→ **Exercise**:
Your task is to repeat the entries underneath exactly, minus the pictures.

[Photo-based referring expression data]

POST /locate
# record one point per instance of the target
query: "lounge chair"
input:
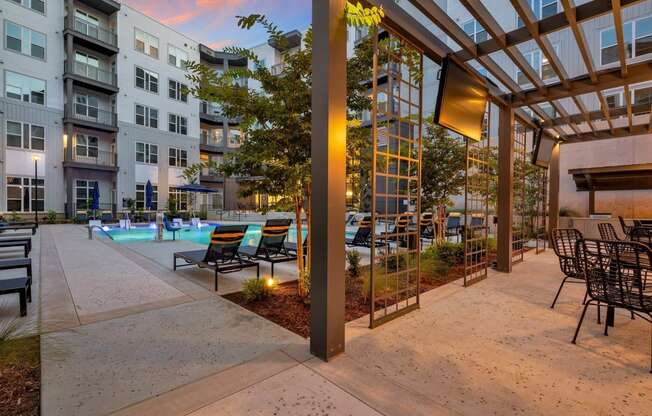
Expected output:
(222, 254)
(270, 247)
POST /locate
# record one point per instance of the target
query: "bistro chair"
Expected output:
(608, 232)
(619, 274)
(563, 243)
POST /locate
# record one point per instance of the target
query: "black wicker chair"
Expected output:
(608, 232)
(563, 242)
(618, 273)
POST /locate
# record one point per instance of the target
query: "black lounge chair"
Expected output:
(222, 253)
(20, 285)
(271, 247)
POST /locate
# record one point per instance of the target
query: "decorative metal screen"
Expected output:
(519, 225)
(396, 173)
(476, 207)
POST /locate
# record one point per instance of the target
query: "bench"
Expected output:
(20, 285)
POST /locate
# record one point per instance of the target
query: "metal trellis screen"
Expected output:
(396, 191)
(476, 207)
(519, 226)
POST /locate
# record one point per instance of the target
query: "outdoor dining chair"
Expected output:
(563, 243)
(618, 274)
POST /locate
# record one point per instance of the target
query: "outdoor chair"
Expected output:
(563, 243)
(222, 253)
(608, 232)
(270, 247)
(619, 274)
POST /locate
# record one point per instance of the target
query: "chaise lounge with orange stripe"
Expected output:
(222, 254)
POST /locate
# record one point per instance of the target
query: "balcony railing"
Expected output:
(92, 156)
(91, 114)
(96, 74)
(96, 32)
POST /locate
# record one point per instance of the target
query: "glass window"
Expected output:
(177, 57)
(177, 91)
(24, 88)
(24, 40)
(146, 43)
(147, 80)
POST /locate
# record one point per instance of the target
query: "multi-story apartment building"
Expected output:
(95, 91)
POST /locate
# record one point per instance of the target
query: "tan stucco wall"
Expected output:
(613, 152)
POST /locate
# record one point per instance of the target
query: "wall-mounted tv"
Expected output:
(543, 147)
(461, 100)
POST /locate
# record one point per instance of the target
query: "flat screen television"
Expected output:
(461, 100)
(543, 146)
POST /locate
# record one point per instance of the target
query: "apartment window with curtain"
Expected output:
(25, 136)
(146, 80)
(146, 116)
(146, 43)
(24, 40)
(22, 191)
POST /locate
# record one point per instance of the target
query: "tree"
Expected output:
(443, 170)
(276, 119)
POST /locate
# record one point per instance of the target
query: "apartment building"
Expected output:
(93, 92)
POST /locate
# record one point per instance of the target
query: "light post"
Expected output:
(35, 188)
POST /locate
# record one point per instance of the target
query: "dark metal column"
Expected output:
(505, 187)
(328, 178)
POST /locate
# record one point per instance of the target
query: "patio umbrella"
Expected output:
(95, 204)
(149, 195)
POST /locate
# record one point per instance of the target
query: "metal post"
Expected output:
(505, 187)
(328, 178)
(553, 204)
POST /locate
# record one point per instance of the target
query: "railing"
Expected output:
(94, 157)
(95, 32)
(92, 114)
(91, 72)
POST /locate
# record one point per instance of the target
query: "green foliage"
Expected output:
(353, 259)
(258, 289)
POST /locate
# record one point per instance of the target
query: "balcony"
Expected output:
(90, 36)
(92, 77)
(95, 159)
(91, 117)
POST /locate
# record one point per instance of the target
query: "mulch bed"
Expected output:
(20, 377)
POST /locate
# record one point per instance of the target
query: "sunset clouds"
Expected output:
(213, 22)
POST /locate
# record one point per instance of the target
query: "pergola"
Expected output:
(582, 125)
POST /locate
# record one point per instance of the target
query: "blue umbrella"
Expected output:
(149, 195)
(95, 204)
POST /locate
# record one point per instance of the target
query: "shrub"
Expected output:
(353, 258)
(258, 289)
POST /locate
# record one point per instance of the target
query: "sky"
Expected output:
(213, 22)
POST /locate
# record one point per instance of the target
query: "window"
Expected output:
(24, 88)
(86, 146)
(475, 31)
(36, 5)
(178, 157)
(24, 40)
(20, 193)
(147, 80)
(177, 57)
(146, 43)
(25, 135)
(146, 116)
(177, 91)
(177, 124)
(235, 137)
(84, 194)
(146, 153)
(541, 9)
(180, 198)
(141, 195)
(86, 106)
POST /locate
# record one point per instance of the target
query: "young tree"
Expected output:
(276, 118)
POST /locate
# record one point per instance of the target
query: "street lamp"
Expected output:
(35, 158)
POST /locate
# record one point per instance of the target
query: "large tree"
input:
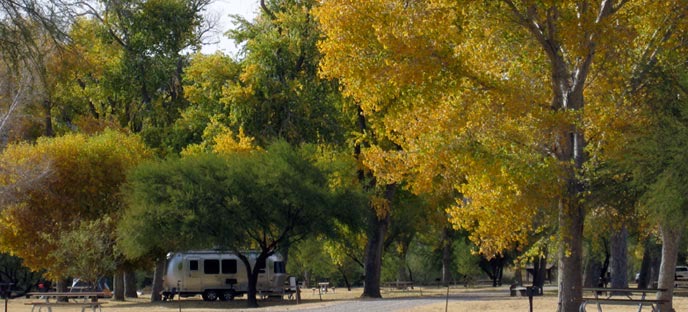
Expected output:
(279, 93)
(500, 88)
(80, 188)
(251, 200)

→ **Finished exercise**:
POST /locate
# record one point per instance of the target
query: "lounge chair"
input:
Expected output:
(222, 254)
(270, 247)
POST /locate
# record one point per instance of the target
query: "bistro chair"
Expected output:
(608, 232)
(619, 274)
(563, 243)
POST /locate
# record one point per instance of the target
query: "black wicker chair"
Expected output:
(608, 232)
(563, 242)
(618, 273)
POST /locate
# record one point per instance of the target
query: "black lounge chair"
Expected output:
(222, 253)
(20, 285)
(271, 247)
POST /locate
# record one point per instance of the target
query: "decorative metal screen"
Expected output:
(519, 225)
(396, 173)
(476, 207)
POST /locate
# record one point per instance of the target
query: "bench"
Expected output:
(20, 285)
POST /locate
# record one point per instance of the target
query: "metal trellis screen"
Expected output:
(396, 191)
(476, 207)
(519, 226)
POST /locate
# record one point per instance of the target
query: "outdoor dining chair"
Expected output:
(563, 243)
(618, 274)
POST /locate
# record one point per instance of the target
query: "outdoor chair"
Expected output:
(563, 243)
(222, 253)
(608, 232)
(270, 247)
(619, 274)
POST /locate
# record one point per instance of the target
query: "chaise lounge with orange stripe"
Expected output:
(222, 254)
POST /locate
# record one point per instance of the target
query: "balcony railing"
Expected output:
(92, 156)
(91, 114)
(96, 74)
(96, 32)
POST /locate
# record one point per instance of the target
query: "glass window"
Expected output:
(177, 57)
(177, 91)
(24, 88)
(24, 40)
(146, 43)
(147, 80)
POST /locate
# record one point per instance of the target
query: "multi-story apartment building"
Expected output:
(95, 91)
POST /locate
# record one point per instance of the target
query: "tan stucco wall"
Expected output:
(613, 152)
POST /locate
# record one point per instance of the target
query: "wall-mounted tv"
Expected output:
(543, 147)
(461, 100)
POST /locate
# record one point per instance of the target
query: "flat screen television"
Expected output:
(461, 100)
(543, 146)
POST /locate
# record one point per instance of the target
query: "apartment window with curtain"
Expected output:
(25, 136)
(146, 80)
(146, 116)
(146, 43)
(24, 40)
(22, 191)
POST /locate
# record one point per instance of the target
query: "tree"
Expected output:
(443, 170)
(276, 119)
POST /locate
# record one point per instance of the target
query: "apartment building"
Expected output:
(93, 92)
POST /locate
# record one point per instance of the target
query: "light post"
Expected output:
(35, 188)
POST /locate
# record one point per instance of the target
query: "dark metal column"
Expected output:
(505, 187)
(328, 178)
POST /locate
# record one point per instance of the target
query: "patio umbrella"
Expected output:
(95, 204)
(149, 195)
POST /locate
# record one point per instance of the target
query: "metal post"
Expected output:
(505, 187)
(328, 178)
(553, 204)
POST /locate
# record one point per instance of the target
query: "railing"
Expected output:
(94, 157)
(95, 32)
(92, 114)
(91, 72)
POST /locate
# record one point per instance of the target
query: "green foliage"
Expected output:
(353, 259)
(258, 289)
POST /locate
# record one point per instance of the target
query: "balcony"
Expected output:
(90, 36)
(92, 77)
(95, 159)
(91, 117)
POST /locate
# record one point per instance of the target
query: "mulch bed"
Expected output:
(20, 377)
POST /locate
# record one point per instance of the target
query: "sunset clouds"
Expected output:
(213, 22)
POST /locate
# record one point per instance of the target
query: "pergola"
Expected output:
(582, 125)
POST /locate
# record one point per instance of the target
query: "blue umbrella"
Expected output:
(149, 195)
(95, 204)
POST /locate
# record one point per instance of the target
query: "shrub"
Expected output:
(353, 258)
(258, 289)
POST /locate
# record one point per instance of the target
query: "sky"
Expected output:
(213, 22)
POST /locate
# record one point per instance of the target
query: "window"
Expected output:
(24, 88)
(86, 146)
(475, 31)
(36, 5)
(178, 157)
(24, 40)
(20, 193)
(147, 80)
(177, 57)
(146, 43)
(25, 135)
(146, 116)
(177, 91)
(177, 124)
(235, 137)
(84, 194)
(146, 153)
(541, 9)
(180, 198)
(141, 195)
(86, 106)
POST /locate
# record one point per instance of the target
query: "young tree"
Expected output:
(276, 118)
POST /locate
# record one point per instance of the target
query: "street lamp"
Expected output:
(35, 158)
POST /locate
# record one point per instance of the target
query: "large tree"
input:
Expected output:
(279, 93)
(500, 88)
(80, 188)
(251, 200)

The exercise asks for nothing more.